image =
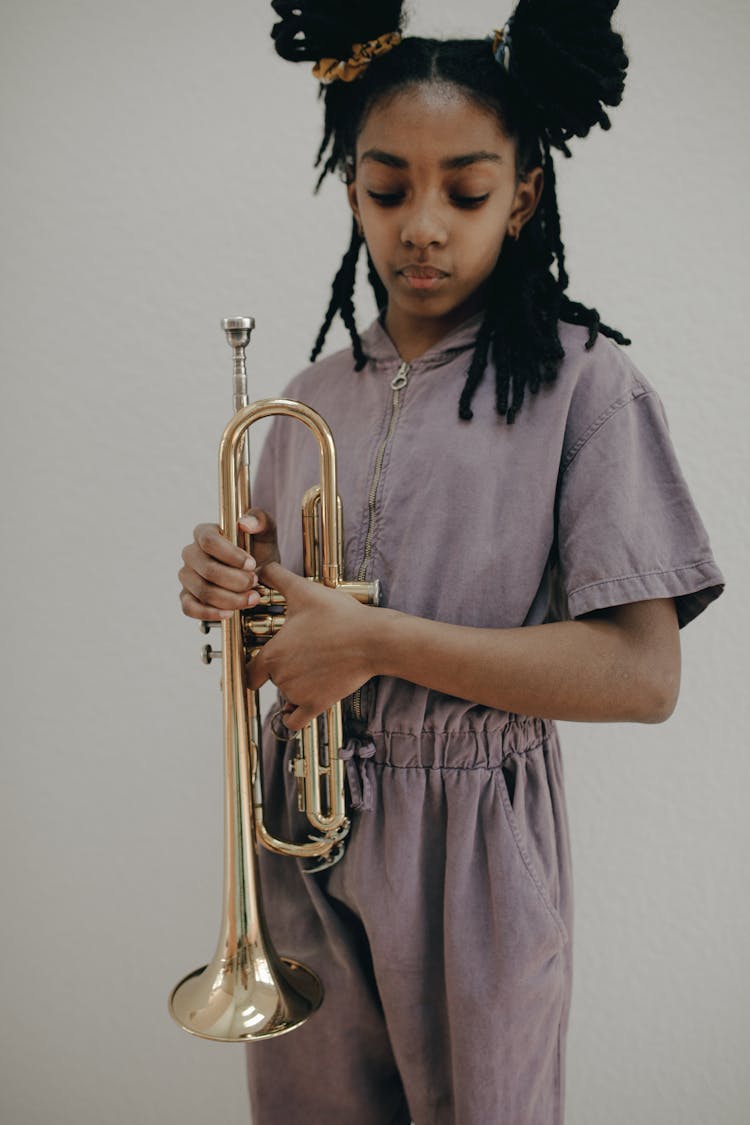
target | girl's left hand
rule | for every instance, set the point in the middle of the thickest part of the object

::::::

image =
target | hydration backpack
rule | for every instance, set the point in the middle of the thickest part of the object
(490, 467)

::::::

§ **INSTRUCTIONS FOR THE TASK**: Collect every line in the entries above that contains the word "target", matching case exactly.

§ **EXPECTED ANSWER**:
target | girl's left hand
target | hydration backpack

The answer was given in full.